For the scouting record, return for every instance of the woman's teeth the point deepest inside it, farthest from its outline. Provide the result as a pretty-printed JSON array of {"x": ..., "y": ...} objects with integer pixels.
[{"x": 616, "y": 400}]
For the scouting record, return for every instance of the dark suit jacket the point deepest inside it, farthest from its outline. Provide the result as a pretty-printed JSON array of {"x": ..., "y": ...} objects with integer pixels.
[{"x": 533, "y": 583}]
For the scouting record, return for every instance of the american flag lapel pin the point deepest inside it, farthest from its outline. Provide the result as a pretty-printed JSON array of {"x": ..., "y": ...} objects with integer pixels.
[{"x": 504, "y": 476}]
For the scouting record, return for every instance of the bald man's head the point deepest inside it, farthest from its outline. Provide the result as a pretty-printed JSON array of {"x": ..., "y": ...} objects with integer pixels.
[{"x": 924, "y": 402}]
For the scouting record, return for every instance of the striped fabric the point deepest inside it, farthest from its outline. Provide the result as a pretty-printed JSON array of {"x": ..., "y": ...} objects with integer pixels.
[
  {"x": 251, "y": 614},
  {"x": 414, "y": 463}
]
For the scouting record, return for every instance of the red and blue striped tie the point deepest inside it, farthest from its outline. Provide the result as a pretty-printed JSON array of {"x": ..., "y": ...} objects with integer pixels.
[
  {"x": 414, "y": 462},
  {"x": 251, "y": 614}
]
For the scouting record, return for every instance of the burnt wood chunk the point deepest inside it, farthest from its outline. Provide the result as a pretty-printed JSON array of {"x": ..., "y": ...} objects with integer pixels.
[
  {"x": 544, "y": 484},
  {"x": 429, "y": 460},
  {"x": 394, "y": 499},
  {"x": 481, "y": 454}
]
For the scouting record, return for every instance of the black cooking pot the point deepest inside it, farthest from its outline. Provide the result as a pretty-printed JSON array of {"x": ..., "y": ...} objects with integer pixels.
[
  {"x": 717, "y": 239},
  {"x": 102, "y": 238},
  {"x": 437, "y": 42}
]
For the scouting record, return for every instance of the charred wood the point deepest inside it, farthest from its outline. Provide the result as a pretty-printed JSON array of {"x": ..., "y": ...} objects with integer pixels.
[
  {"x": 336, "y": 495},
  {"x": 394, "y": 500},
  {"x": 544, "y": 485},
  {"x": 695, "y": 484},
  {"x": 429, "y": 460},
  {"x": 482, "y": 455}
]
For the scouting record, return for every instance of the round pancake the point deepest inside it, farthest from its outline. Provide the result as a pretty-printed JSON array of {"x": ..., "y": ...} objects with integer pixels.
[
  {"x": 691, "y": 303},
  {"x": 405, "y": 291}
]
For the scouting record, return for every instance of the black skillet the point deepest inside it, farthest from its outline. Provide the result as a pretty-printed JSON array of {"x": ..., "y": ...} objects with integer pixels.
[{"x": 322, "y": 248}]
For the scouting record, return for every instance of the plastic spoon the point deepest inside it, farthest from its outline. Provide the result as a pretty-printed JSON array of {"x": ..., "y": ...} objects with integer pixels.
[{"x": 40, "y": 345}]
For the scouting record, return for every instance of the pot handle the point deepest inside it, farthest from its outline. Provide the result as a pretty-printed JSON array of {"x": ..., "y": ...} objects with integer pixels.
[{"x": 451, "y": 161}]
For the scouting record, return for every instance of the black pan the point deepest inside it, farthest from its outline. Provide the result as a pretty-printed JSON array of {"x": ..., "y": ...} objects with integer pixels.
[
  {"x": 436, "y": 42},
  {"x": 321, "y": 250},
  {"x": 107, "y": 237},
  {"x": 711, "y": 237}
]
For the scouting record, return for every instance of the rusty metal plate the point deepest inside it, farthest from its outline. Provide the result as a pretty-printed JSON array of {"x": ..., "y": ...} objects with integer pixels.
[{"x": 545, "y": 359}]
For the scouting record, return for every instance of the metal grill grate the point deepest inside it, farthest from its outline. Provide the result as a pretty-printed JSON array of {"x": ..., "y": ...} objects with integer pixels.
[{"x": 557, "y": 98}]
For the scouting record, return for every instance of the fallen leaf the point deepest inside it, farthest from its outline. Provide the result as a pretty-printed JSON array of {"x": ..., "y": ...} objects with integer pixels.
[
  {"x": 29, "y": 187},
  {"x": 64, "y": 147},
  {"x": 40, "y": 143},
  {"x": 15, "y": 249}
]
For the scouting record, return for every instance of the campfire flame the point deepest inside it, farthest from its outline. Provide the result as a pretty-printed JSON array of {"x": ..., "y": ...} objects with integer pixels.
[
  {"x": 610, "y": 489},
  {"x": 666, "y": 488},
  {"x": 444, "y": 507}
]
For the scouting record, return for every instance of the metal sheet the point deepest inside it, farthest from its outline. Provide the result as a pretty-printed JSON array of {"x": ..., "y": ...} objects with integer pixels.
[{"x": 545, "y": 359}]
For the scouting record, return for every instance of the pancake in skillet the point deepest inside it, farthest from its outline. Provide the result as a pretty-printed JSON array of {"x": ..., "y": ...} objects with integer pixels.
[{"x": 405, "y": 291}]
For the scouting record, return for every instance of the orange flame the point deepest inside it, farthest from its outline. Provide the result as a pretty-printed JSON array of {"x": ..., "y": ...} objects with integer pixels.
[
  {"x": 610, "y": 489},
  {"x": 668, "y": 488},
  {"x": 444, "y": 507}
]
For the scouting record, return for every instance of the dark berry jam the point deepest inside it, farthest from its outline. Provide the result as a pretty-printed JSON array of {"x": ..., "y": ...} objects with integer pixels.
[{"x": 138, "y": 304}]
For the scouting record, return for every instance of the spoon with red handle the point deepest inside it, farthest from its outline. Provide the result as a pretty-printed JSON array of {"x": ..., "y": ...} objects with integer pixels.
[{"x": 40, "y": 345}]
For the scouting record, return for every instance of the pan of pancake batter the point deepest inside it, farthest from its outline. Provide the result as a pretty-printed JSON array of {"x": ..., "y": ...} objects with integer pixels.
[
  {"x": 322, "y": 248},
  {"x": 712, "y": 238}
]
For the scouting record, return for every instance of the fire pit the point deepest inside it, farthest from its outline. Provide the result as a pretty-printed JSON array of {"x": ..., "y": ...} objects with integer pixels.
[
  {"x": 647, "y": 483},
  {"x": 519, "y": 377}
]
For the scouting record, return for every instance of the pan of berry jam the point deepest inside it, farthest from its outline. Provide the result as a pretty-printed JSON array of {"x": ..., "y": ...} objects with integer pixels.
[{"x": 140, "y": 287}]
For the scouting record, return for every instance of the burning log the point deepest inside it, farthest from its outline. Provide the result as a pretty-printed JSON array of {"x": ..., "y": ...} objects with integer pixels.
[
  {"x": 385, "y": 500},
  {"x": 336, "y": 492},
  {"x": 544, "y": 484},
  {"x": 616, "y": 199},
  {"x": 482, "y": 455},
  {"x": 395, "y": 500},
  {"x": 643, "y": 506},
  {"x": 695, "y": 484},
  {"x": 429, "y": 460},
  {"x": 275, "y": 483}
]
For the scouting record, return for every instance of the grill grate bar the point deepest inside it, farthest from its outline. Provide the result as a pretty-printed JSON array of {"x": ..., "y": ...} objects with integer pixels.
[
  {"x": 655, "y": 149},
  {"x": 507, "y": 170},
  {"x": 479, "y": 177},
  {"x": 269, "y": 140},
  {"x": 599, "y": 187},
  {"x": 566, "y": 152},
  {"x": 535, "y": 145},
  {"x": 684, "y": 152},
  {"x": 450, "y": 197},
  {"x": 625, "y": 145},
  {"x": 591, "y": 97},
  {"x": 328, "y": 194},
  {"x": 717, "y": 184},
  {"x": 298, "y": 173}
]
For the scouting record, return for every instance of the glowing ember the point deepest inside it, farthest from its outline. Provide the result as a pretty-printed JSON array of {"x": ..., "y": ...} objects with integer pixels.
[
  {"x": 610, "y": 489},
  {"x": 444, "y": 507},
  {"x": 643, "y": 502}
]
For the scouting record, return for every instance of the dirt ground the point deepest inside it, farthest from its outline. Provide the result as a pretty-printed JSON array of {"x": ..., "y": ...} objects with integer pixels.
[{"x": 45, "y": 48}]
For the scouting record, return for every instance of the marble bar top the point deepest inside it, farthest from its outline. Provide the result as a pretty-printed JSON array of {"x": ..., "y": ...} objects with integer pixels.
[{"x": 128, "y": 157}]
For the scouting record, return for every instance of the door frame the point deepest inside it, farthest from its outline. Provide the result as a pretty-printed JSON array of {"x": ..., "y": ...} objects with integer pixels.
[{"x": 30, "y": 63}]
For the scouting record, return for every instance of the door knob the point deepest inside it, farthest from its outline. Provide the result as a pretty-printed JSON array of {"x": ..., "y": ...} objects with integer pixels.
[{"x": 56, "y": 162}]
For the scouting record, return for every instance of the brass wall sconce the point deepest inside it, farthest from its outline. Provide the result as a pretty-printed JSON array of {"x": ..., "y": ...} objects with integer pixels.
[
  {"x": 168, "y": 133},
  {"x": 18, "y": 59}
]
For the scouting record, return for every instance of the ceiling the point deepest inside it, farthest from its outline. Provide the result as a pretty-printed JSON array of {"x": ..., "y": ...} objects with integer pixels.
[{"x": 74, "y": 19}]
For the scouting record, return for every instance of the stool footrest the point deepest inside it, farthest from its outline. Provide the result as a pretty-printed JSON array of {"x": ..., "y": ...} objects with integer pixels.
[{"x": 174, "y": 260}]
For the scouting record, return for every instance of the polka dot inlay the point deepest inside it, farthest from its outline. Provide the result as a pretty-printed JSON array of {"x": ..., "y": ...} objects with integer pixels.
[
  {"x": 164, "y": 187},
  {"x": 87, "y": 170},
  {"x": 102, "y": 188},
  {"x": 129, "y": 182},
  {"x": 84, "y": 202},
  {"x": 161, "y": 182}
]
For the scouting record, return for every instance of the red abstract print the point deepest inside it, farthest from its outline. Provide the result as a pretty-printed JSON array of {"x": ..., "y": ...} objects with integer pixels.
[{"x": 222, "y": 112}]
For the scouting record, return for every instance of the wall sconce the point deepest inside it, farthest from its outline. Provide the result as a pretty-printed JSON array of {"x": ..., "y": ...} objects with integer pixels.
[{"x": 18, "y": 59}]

▸ WHAT NEEDS TO BE DONE
Give the lines exactly as they stand, from the line with "the door frame" through the end of the material.

▸ EXPECTED OUTPUT
For the scouting record, return for every instance of the door frame the point deepest inside it, farthest from its outline. Provide the result as a pretty-printed JSON array of {"x": ..., "y": ...} objects with integer pixels.
[{"x": 30, "y": 63}]
For the scouting record, return for every instance of the door knob the point deepest inside it, farthest from its outline. Provide the result as a pretty-printed JSON array of {"x": ..., "y": ...} objects with integer pixels.
[{"x": 56, "y": 162}]
For the scouting record, return for every instance of the brass wall sconce the point deepest inside it, farthest from its outline. Provide the result as a pretty-printed JSON array of {"x": ..., "y": ...} objects with integer pixels.
[
  {"x": 168, "y": 133},
  {"x": 18, "y": 59}
]
For the scouting record, return for every instance of the ceiling the point deepest inside it, farthest from its outline. Provide the result as a pretty-printed JSON array of {"x": ..., "y": ...} objects with integer pixels.
[{"x": 74, "y": 19}]
For the scouting record, return for every instance of the stool footrest the point deepest inside it, farthest from its outline. Provide the result as a pretty-printed JSON array of {"x": ..., "y": ...} objects with integer pixels.
[{"x": 174, "y": 260}]
For the scouting record, return for every instance of the polka dot inlay the point deepest inside it, farthest from its outline. Provide the result as a pretty-printed JSON array of {"x": ..., "y": ...} objects with integer pixels.
[
  {"x": 164, "y": 187},
  {"x": 87, "y": 170},
  {"x": 102, "y": 188},
  {"x": 129, "y": 182},
  {"x": 84, "y": 202},
  {"x": 161, "y": 182}
]
For the scouting record, return for every instance of the red abstract print the point deepest inside it, farthest from its outline. Provide the result as a pretty-printed JSON array of {"x": ..., "y": ...} objects with integer pixels.
[{"x": 222, "y": 112}]
For the scouting record, return for every instance of the wall sconce the point deepest inside it, farthest from its outline. Provide the result as a pretty-printed JSON array of {"x": ..., "y": ...} objects with integer pixels.
[{"x": 18, "y": 59}]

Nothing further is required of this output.